▶ **TASK REQUIREMENTS**: Return each entry exactly, omitting nothing.

===============

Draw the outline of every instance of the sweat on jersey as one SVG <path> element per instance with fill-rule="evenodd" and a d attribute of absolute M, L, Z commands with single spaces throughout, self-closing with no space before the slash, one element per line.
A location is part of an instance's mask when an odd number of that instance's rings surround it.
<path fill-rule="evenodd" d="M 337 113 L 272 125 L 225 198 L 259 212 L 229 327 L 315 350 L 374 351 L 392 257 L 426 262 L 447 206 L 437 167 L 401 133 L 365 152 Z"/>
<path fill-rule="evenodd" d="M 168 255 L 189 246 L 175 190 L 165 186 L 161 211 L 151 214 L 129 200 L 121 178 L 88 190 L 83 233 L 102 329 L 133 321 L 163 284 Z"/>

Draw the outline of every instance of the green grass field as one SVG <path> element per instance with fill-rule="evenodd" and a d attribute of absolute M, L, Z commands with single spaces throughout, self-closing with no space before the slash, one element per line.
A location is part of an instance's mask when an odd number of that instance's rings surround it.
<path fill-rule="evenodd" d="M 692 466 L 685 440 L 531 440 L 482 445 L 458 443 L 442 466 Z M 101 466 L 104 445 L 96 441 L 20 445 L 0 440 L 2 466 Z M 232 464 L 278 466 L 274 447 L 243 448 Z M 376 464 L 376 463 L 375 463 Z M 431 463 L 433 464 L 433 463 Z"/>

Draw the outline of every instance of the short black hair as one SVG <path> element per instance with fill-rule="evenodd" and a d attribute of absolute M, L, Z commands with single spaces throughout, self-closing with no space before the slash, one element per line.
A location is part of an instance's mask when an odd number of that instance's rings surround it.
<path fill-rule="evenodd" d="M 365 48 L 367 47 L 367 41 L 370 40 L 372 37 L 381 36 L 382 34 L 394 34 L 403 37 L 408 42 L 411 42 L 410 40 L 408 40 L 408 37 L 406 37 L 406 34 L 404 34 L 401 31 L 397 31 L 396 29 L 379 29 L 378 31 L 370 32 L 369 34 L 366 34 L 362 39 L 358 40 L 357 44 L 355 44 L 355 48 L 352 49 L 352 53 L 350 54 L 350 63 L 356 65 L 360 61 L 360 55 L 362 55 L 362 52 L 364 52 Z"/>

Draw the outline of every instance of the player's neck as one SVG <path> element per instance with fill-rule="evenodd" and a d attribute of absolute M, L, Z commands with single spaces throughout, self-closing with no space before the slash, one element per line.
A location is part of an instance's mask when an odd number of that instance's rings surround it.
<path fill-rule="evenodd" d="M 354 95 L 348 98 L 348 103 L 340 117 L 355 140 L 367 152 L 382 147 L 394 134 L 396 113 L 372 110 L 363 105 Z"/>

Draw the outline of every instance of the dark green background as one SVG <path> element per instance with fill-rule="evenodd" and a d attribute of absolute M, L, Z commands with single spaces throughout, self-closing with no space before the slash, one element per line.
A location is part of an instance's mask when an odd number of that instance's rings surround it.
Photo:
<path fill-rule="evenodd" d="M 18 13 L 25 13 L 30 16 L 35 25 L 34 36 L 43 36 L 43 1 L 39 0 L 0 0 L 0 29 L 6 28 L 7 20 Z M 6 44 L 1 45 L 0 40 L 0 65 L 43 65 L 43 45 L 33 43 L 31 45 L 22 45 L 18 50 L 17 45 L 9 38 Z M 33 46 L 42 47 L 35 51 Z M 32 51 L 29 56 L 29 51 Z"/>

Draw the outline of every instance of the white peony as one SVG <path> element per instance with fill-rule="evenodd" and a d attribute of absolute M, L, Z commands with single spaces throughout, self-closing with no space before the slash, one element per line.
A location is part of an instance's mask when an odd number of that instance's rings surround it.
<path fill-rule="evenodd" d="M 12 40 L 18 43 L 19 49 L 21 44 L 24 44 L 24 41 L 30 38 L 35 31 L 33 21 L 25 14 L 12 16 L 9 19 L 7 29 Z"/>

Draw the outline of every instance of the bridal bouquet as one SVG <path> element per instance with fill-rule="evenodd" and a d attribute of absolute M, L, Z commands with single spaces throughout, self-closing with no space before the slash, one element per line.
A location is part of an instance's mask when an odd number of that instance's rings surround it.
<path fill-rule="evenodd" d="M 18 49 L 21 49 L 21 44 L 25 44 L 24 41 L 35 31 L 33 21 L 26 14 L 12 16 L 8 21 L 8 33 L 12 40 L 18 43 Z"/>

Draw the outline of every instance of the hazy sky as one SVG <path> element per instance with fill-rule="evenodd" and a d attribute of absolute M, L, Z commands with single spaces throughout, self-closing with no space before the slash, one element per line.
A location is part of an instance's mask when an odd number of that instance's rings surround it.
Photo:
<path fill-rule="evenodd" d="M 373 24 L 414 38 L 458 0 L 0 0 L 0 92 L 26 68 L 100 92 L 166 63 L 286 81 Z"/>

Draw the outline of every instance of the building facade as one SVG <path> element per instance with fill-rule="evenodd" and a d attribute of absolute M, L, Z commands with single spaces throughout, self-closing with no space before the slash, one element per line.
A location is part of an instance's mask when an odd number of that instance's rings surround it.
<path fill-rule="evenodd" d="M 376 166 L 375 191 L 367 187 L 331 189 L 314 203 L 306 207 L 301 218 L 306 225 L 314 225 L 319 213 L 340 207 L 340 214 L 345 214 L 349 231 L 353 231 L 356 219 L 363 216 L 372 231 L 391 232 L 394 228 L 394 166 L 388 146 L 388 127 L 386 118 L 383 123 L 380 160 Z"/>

===============

▶ **PROBLEM SOLUTION**:
Draw the outline of every instance of the sweat on jersey as one SVG <path> element per instance with fill-rule="evenodd" and a d attribute of absolute M, L, Z commands with single spaces throughout, self-closing with no space before the slash, one element per line.
A location is part of an instance's mask when an odd number of that instance's rings surround it.
<path fill-rule="evenodd" d="M 337 113 L 272 125 L 225 198 L 259 212 L 229 327 L 315 350 L 374 351 L 392 257 L 426 262 L 447 206 L 437 167 L 401 133 L 365 152 Z"/>
<path fill-rule="evenodd" d="M 168 255 L 189 246 L 175 190 L 165 186 L 161 211 L 151 214 L 129 200 L 121 178 L 88 190 L 83 233 L 102 329 L 133 321 L 163 284 Z"/>

Draw the outline of every instance of the green grass field as one SVG <path> element per instance with fill-rule="evenodd" and a d attribute of absolute M, L, Z commands with single spaces throughout, self-closing with no space before the slash, one element per line.
A location is part of an instance's mask when an odd number of that instance's rings surround it.
<path fill-rule="evenodd" d="M 692 466 L 685 440 L 531 440 L 482 445 L 458 443 L 442 466 Z M 101 466 L 104 445 L 96 441 L 20 445 L 0 440 L 2 466 Z M 232 464 L 278 466 L 274 447 L 243 448 Z M 376 464 L 376 463 L 375 463 Z M 431 463 L 433 464 L 433 463 Z"/>

Draw the outline of every instance of the short black hair as one SVG <path> element per instance with fill-rule="evenodd" and a d attribute of absolute M, L, Z commands with single spaces throughout, self-closing with no space before the slash, one element per line.
A location is part of an instance's mask when an odd number of that instance's rings surround it.
<path fill-rule="evenodd" d="M 365 48 L 367 47 L 367 41 L 370 40 L 372 37 L 381 36 L 382 34 L 394 34 L 403 37 L 408 42 L 411 42 L 410 40 L 408 40 L 408 37 L 406 37 L 406 34 L 404 34 L 401 31 L 397 31 L 396 29 L 379 29 L 378 31 L 370 32 L 369 34 L 366 34 L 362 39 L 358 40 L 357 44 L 355 44 L 355 48 L 352 49 L 352 53 L 350 54 L 350 63 L 356 65 L 360 61 L 360 55 L 362 55 L 362 52 L 364 52 Z"/>

Draw the outline of every instance of the player's neck as one SVG <path> element per instance with fill-rule="evenodd" and a d attribute of absolute M, L, Z commands with single spaces throughout, self-closing with no space before the slash, one element per line.
A location is part of an instance's mask when an odd number of that instance's rings surround it.
<path fill-rule="evenodd" d="M 354 95 L 348 98 L 348 103 L 340 117 L 355 140 L 367 152 L 382 147 L 394 134 L 396 113 L 372 110 L 363 105 Z"/>

Draw the outline of every instance of the dark green background as one SVG <path> element per instance with fill-rule="evenodd" and a d attribute of absolute M, L, Z commands with single spaces throughout, self-closing with no space before the slash, one element per line.
A location is part of an instance's mask when an odd number of that instance's rings surround it.
Photo:
<path fill-rule="evenodd" d="M 18 13 L 25 13 L 30 16 L 35 25 L 34 36 L 43 36 L 43 1 L 39 0 L 0 0 L 0 29 L 6 28 L 7 20 Z M 6 44 L 1 45 L 0 40 L 0 65 L 43 65 L 43 45 L 33 43 L 31 45 L 22 45 L 18 50 L 17 45 L 9 38 Z M 33 46 L 42 47 L 35 51 Z M 32 51 L 29 56 L 29 51 Z"/>

Draw the outline of every instance of the white peony as one SVG <path> element per instance with fill-rule="evenodd" and a d attribute of absolute M, L, Z commands with single spaces throughout, self-closing with no space before the slash, one element per line.
A location is part of an instance's mask when an odd number of that instance's rings surround it.
<path fill-rule="evenodd" d="M 12 40 L 18 43 L 19 49 L 21 44 L 24 44 L 24 41 L 30 38 L 35 31 L 33 21 L 25 14 L 12 16 L 9 19 L 7 29 Z"/>

Draw the outline of every instance of the bridal bouquet as one SVG <path> element per instance with fill-rule="evenodd" and a d attribute of absolute M, L, Z commands with single spaces throughout, self-closing with no space before the slash, one element per line.
A location is part of an instance's mask when an odd number of that instance's rings surround it.
<path fill-rule="evenodd" d="M 18 49 L 21 49 L 21 44 L 25 44 L 24 41 L 35 31 L 33 21 L 26 14 L 12 16 L 8 21 L 8 33 L 12 40 L 18 43 Z"/>

Draw the outline of every instance of the hazy sky as one SVG <path> element per instance with fill-rule="evenodd" and a d attribute of absolute M, L, Z commands with single spaces throughout, self-closing with no space before the slash, one element per line.
A location is part of an instance's mask when an odd number of that instance's rings surround it.
Photo:
<path fill-rule="evenodd" d="M 373 24 L 414 38 L 458 0 L 0 0 L 0 92 L 26 68 L 100 92 L 166 63 L 286 81 Z"/>

Draw the outline of every instance of the building facade as one SVG <path> element per instance with fill-rule="evenodd" and a d attribute of absolute M, L, Z commands with single spaces throughout, self-closing with no space before the slash, one element per line.
A location is part of an instance's mask when an odd number of that instance's rings surround it.
<path fill-rule="evenodd" d="M 376 166 L 375 191 L 367 187 L 331 189 L 314 203 L 306 207 L 301 218 L 306 225 L 314 225 L 319 213 L 340 207 L 340 214 L 345 214 L 349 231 L 353 231 L 356 219 L 363 216 L 372 231 L 391 232 L 394 228 L 394 166 L 388 146 L 388 127 L 386 118 L 383 123 L 380 160 Z"/>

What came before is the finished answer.